# start of Provided text
IP Due Diligence: Everything You Need to Know
Intellectual property due diligence, also known as IP due diligence, is the investigation to determine the value of a company's intellectual property.11 min read
What is Intellectual Property Due Diligence?
Intellectual property due diligence is the investigation to determine the value of a company's intellectual property. Intellectual property due diligence is also called IP due diligence. IP due diligence is most often completed by intellectual property attorneys.
A company may complete IP due diligence on their own intellectual property or someone else's. IP due diligence is often done to prepare for a merger or acquisition.
What is Intellectual Property?
Intellectual property may not sound like much since it is intangible. This is not the case. Often a company's intellectual property is it's most valuable asset.
A company must understand it's intellectual property portfolio. A true understanding will provide the knowledge of what to sell and what not to sell. To make money, intellectual property must be understood. This is true whether buying or selling.
What's the Goal of Intellectual Property Due Diligence?
The goal of IP due diligence is to assess the value of a company's intellectual property.
IP due diligence assesses all of a company's intangible assets or intellectual property. The goal is to assess depth, scope, enforceability, ownership, and future potential.
IP due diligence also give the buying and selling company the chance to assess which intellectual property assets are being sold and which are not.
One of the goals of IP due diligence is to avoid risk.
Before purchasing intellectual property, it's important to understand the value and how it can be used. This includes understanding the risks and limitations attached.
When selling intellectual property, an IP due diligence is completed defensively. This assessment brings understanding to the sale value of the intangible assets. A defensive IP due diligence should ask and answer these questions.
# end of Provided text
# start of Entries supplied
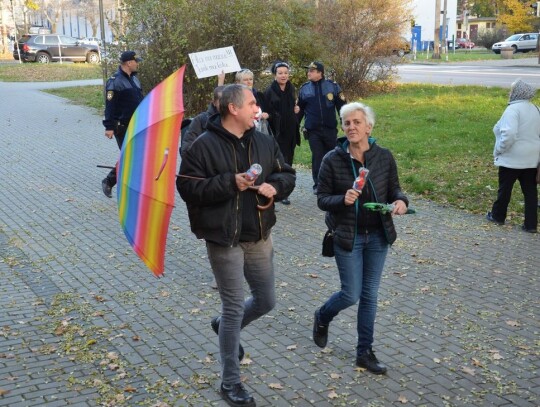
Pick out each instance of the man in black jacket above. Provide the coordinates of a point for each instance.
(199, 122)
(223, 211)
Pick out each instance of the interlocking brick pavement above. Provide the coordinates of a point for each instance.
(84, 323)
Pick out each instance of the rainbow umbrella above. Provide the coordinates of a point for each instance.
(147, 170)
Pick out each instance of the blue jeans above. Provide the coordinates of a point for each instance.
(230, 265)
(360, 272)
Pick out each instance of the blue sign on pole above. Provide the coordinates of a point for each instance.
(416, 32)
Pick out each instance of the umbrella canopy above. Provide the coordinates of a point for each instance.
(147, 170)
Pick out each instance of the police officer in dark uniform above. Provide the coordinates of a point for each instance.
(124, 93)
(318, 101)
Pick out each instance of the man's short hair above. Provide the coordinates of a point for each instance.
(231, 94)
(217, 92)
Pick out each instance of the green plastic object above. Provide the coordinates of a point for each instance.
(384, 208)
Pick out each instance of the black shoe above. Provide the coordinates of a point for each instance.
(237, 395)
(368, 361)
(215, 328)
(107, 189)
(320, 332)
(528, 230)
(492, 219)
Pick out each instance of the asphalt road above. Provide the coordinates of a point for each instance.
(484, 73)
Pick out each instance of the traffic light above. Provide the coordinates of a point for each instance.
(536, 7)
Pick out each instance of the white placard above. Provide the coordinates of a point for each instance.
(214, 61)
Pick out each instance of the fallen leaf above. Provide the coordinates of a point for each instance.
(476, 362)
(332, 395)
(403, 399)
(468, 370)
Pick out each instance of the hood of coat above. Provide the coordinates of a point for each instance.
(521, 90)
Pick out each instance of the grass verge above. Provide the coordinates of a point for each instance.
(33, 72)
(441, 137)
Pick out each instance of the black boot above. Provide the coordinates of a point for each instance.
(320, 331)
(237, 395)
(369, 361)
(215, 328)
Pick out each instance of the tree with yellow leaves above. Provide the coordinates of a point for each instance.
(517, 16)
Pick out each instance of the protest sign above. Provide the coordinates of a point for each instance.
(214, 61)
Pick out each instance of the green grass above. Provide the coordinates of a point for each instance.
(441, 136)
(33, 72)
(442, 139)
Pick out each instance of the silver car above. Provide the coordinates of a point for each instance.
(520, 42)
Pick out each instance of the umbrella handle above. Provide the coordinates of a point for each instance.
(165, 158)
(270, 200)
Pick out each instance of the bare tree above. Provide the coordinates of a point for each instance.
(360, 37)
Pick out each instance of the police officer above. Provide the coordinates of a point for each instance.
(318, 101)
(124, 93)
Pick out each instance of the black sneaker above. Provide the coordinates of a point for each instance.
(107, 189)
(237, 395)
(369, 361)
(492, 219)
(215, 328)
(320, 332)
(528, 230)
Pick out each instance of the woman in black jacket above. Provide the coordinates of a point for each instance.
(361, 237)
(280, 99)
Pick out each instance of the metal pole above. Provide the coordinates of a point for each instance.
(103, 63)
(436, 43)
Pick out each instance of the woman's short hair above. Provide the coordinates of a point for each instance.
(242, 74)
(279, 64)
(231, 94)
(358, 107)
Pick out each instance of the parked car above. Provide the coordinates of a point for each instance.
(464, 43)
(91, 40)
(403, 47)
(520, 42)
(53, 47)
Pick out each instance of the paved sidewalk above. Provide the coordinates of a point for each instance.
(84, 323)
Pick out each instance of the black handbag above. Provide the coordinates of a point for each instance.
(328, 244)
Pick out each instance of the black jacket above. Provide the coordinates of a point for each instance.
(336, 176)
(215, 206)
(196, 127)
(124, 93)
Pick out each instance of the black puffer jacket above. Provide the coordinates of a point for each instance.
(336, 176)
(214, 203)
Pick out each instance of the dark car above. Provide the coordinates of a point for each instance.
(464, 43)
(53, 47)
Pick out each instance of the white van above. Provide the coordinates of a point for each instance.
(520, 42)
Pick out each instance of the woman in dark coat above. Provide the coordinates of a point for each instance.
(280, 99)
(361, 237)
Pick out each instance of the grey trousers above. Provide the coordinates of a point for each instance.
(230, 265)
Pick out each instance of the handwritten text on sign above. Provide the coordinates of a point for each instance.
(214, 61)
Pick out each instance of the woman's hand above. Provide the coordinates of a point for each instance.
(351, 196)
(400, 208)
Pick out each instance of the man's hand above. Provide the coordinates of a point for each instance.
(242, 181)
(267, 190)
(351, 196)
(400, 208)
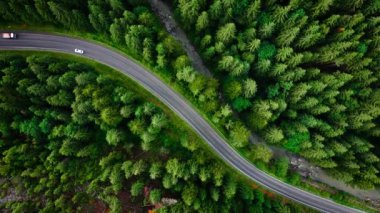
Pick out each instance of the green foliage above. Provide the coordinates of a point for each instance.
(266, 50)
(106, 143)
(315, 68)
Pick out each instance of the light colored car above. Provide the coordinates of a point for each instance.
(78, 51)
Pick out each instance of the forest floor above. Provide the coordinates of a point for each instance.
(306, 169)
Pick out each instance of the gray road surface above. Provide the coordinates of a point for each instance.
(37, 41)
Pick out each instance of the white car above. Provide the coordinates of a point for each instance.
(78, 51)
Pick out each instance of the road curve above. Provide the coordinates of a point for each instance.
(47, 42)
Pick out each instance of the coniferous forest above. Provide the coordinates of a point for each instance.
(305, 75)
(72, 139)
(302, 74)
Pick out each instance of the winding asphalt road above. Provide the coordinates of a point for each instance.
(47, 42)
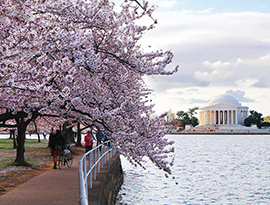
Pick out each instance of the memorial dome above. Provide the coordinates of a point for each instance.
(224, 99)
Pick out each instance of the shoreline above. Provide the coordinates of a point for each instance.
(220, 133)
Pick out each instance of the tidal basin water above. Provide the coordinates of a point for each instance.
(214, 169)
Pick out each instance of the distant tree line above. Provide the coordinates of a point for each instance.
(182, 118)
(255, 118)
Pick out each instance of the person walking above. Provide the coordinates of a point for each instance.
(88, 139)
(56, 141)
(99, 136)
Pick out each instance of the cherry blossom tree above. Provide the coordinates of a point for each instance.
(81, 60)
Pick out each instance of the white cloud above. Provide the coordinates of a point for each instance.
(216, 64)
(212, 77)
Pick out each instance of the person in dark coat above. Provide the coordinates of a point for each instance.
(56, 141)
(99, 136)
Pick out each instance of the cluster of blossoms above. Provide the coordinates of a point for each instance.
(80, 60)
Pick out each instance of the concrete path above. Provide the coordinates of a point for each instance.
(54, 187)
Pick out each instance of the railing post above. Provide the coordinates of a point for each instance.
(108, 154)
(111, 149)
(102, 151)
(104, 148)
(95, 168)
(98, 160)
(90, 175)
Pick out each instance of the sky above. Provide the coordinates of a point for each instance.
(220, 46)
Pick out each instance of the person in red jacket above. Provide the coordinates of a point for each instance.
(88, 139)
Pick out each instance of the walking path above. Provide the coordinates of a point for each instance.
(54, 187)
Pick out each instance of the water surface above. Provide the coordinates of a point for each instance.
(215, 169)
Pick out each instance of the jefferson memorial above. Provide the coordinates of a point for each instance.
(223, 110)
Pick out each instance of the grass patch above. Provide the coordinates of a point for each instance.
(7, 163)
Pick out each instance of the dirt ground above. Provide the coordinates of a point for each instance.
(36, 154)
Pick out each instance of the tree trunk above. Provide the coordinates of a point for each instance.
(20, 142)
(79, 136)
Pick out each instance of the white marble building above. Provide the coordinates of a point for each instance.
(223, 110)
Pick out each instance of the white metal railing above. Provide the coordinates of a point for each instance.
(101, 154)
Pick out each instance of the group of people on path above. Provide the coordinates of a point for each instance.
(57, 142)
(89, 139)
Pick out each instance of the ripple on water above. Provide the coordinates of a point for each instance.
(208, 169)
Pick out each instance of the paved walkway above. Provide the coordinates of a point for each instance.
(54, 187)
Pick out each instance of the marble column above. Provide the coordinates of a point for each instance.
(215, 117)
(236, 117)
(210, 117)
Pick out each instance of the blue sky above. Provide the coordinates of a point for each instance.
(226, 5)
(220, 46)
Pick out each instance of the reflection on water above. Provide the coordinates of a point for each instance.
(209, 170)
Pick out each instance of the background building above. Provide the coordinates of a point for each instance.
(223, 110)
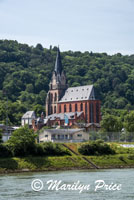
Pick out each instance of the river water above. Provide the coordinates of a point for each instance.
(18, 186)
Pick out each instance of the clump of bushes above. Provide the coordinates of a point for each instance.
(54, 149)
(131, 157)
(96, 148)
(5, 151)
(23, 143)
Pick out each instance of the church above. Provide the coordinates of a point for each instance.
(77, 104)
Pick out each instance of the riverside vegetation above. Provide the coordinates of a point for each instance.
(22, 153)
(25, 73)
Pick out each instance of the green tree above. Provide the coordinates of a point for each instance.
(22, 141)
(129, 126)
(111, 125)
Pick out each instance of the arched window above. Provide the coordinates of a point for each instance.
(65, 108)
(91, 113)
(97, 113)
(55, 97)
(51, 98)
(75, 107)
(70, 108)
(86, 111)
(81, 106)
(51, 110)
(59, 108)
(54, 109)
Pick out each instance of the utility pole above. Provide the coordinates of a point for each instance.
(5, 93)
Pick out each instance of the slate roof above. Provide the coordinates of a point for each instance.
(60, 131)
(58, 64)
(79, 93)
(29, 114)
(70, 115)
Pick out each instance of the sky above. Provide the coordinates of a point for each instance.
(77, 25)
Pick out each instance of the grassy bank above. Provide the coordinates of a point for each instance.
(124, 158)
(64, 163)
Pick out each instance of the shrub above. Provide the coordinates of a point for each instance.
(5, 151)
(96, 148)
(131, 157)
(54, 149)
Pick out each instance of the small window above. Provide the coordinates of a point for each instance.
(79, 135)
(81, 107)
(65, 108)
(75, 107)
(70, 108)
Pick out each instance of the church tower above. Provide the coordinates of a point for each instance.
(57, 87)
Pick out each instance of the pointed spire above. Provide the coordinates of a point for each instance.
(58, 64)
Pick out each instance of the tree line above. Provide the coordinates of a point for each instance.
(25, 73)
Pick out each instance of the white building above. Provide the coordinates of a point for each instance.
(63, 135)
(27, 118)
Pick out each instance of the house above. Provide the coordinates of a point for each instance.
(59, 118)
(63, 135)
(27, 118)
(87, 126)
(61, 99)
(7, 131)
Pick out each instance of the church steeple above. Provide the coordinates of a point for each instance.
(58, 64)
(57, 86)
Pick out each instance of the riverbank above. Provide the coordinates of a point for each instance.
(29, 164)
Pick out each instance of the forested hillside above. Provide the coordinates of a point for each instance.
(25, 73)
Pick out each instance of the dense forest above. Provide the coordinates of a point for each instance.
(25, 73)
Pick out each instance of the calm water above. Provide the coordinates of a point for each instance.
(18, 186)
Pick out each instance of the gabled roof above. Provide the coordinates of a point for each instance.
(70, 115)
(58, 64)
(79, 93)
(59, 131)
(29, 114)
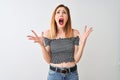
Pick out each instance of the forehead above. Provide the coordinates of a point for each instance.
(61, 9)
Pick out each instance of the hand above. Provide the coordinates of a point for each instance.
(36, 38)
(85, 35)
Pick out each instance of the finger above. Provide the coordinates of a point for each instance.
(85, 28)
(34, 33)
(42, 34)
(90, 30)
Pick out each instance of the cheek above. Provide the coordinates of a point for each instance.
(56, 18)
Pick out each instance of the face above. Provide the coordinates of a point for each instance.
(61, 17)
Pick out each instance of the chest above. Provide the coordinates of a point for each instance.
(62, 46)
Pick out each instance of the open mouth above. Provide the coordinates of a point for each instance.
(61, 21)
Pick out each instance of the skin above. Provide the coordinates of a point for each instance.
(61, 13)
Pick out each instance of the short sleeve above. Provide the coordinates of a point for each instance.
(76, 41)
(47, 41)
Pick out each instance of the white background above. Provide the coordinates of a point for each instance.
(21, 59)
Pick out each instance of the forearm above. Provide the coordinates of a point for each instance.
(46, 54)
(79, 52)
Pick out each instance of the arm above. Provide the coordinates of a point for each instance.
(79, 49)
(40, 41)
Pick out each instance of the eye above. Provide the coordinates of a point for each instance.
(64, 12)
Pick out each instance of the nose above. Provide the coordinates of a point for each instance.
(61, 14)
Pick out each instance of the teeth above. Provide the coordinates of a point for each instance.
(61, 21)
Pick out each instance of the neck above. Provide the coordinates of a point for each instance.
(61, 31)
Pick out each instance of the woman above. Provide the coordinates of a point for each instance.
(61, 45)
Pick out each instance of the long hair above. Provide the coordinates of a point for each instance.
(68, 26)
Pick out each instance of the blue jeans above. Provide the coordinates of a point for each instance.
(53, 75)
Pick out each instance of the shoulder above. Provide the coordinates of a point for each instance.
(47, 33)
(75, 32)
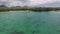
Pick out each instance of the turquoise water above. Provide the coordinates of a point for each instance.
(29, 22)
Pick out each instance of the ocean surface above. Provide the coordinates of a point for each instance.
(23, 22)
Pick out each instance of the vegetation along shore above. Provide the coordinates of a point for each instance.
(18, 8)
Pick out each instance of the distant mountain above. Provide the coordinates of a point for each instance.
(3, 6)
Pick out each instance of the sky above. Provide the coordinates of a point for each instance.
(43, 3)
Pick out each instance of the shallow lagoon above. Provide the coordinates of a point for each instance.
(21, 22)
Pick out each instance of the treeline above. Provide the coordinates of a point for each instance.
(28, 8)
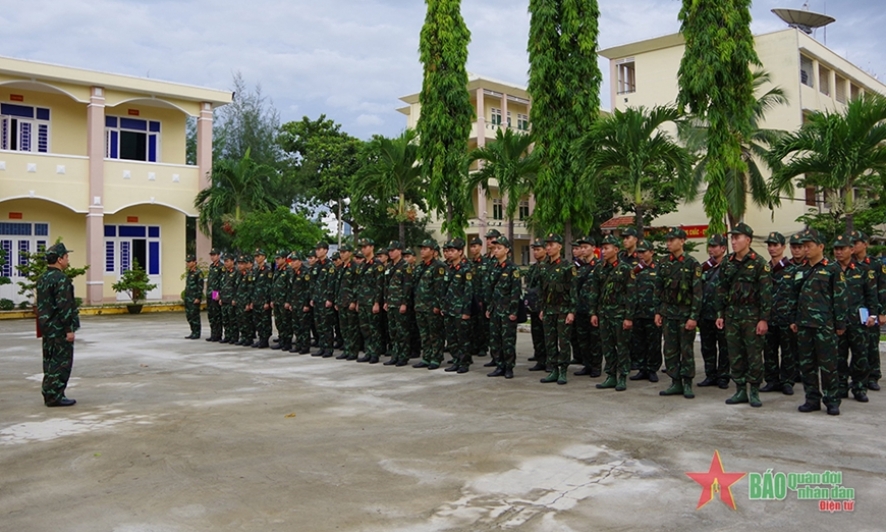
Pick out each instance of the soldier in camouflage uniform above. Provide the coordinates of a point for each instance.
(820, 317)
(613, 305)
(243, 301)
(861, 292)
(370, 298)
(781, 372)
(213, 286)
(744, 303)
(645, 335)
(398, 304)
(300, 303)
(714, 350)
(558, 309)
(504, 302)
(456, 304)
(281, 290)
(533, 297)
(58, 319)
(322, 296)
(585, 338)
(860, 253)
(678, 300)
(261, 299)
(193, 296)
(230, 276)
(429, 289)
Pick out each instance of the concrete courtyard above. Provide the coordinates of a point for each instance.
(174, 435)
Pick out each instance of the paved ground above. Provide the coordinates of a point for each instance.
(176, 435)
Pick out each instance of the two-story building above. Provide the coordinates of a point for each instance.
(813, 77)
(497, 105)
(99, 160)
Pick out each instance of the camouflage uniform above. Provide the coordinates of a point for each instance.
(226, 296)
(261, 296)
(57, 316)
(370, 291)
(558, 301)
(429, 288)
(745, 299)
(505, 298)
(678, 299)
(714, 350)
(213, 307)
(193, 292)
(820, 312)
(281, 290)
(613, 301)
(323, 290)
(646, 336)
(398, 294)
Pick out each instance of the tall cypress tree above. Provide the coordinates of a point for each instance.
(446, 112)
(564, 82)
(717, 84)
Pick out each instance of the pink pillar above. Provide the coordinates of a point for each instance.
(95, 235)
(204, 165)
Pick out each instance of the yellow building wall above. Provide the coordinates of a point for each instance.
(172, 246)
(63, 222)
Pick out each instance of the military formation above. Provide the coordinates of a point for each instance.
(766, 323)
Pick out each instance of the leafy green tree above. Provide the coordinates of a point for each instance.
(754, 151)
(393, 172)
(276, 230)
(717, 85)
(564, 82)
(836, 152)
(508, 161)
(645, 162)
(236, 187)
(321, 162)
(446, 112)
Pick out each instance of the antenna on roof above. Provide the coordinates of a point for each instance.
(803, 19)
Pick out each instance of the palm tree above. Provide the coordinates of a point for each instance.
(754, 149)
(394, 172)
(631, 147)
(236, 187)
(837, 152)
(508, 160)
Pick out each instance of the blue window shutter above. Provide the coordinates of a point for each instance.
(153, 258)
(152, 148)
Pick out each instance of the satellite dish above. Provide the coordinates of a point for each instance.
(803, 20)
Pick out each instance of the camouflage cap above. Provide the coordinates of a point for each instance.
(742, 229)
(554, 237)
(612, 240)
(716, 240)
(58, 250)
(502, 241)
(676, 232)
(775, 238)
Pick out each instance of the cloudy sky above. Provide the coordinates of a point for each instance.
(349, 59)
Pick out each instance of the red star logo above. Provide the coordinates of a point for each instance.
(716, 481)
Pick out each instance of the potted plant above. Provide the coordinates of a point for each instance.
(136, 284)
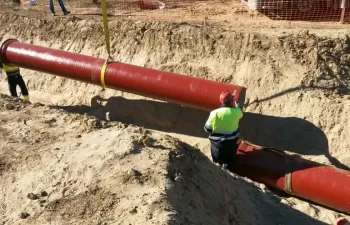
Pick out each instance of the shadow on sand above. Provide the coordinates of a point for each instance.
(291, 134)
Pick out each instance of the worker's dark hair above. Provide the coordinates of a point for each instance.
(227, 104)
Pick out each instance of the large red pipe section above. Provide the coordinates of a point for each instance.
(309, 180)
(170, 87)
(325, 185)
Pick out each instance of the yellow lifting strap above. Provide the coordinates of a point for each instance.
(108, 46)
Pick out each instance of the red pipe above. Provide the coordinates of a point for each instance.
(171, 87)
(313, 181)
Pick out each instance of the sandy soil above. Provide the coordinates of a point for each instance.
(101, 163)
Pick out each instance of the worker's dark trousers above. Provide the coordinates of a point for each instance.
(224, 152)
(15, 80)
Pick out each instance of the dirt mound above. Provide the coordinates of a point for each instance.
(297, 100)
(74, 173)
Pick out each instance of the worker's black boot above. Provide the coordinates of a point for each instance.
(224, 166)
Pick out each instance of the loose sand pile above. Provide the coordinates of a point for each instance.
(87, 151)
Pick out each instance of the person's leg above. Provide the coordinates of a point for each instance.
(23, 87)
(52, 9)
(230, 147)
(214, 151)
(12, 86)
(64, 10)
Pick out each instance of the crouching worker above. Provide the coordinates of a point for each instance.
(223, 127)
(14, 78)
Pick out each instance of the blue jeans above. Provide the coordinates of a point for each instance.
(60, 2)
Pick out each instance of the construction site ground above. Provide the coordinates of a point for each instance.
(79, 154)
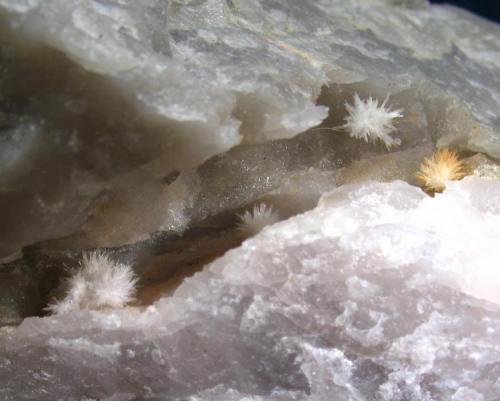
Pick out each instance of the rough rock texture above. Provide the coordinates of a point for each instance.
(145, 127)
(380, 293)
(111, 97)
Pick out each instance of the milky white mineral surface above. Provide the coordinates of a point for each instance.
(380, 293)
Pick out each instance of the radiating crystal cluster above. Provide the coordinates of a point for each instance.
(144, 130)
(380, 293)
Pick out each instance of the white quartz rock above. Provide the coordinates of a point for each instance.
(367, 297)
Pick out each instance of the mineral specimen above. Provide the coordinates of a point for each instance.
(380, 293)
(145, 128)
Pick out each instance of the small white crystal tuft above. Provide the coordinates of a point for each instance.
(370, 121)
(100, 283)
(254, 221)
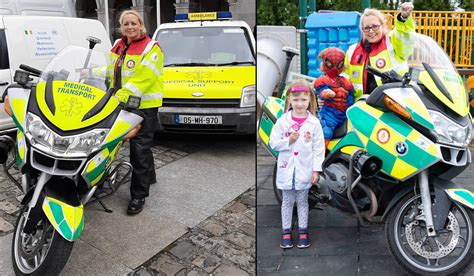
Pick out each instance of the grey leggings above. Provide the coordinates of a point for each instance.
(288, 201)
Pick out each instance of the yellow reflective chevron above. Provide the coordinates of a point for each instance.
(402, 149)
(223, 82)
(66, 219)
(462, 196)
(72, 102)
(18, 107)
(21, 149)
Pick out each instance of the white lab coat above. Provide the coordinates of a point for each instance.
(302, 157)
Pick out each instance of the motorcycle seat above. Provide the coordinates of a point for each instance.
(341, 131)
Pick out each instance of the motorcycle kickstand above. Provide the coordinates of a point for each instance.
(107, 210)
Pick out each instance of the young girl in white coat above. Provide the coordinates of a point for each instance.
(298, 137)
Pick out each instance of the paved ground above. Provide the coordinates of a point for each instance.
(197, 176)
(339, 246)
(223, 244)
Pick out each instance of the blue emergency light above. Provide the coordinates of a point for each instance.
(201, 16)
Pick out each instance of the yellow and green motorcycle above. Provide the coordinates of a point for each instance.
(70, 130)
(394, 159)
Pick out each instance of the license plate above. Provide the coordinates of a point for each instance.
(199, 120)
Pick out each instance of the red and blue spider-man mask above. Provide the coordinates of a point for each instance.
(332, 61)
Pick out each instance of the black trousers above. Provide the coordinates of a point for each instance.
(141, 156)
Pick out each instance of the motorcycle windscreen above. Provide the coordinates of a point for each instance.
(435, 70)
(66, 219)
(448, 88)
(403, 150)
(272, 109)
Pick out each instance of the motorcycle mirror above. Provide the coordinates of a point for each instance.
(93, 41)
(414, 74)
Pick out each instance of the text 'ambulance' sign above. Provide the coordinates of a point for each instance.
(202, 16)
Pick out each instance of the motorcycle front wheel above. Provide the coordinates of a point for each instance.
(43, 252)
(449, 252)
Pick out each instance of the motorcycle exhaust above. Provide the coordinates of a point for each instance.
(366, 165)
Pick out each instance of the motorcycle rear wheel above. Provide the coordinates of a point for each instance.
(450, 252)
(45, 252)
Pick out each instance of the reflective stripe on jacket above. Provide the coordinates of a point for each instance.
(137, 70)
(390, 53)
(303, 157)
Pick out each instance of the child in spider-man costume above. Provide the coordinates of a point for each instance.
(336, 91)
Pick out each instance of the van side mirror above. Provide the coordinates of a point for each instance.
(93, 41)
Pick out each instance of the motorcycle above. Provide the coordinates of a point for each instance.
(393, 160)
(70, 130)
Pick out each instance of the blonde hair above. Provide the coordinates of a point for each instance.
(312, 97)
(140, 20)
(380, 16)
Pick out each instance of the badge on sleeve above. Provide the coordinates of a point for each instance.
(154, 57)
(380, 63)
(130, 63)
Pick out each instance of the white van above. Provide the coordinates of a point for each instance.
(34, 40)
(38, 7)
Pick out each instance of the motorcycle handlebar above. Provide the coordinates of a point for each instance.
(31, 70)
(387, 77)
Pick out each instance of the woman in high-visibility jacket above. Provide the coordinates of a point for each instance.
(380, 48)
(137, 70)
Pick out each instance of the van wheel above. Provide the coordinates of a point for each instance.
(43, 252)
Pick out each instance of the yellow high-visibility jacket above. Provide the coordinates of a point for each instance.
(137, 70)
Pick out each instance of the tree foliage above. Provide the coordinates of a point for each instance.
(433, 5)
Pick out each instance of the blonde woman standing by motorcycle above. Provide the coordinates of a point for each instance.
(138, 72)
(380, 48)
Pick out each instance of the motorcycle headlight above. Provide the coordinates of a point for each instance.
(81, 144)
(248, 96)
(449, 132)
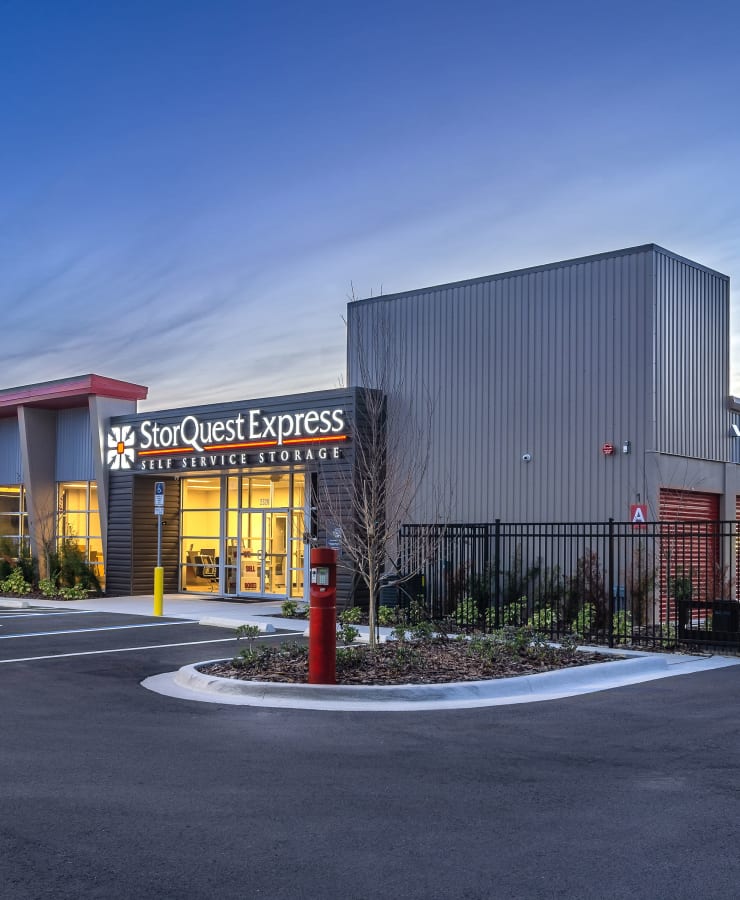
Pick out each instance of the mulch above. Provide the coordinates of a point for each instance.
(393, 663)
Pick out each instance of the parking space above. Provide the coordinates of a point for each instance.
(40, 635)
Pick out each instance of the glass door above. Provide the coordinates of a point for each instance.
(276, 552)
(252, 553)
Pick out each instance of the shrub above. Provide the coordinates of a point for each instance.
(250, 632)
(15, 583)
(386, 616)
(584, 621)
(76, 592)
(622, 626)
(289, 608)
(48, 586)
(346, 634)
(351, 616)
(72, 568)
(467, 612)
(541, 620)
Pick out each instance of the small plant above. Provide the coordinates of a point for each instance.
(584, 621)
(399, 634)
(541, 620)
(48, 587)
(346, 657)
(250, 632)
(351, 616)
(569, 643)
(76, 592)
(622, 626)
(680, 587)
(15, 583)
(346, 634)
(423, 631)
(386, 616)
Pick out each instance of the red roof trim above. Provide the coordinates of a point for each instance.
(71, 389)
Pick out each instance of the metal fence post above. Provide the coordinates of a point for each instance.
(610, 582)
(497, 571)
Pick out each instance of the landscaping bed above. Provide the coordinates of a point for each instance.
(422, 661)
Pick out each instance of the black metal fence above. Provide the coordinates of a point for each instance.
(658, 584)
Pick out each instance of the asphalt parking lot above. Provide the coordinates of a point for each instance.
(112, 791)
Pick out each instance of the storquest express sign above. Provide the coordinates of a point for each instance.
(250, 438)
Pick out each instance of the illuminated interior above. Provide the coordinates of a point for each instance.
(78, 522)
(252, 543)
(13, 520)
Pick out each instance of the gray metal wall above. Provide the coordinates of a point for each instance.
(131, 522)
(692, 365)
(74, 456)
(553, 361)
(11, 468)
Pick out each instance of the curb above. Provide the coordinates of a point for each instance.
# end of Entries supplied
__Directives__:
A. Please answer these questions using the IP due diligence text:
(i) Who most often completes IP due diligence?
(ii) What is IP due diligence often done to prepare for?
(iii) When intellectual property is being sold, how is IP due diligence completed?
B. Extract the part of the IP due diligence text from "The goal of IP" up to and including "and future potential.".

__Answer set__:
A.
(i) Intellectual property attorneys.
(ii) A merger or acquisition.
(iii) Defensively.

B.
The goal of IP due diligence is to assess the value of a company's intellectual property.
IP due diligence assesses all of a company's intangible assets or intellectual property. The goal is to assess depth, scope, enforceability, ownership, and future potential.